— Start —

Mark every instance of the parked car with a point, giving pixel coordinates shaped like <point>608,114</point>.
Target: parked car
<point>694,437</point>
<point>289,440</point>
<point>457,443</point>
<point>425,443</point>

— End —

Please write out the data above again, switching "parked car" to "stationary vehicle" and keeping everything else the same.

Mark every instance of the stationary vehicle with a point, giving pixel coordinates shaped like <point>608,114</point>.
Target: stationary vehicle
<point>694,437</point>
<point>289,440</point>
<point>457,443</point>
<point>425,443</point>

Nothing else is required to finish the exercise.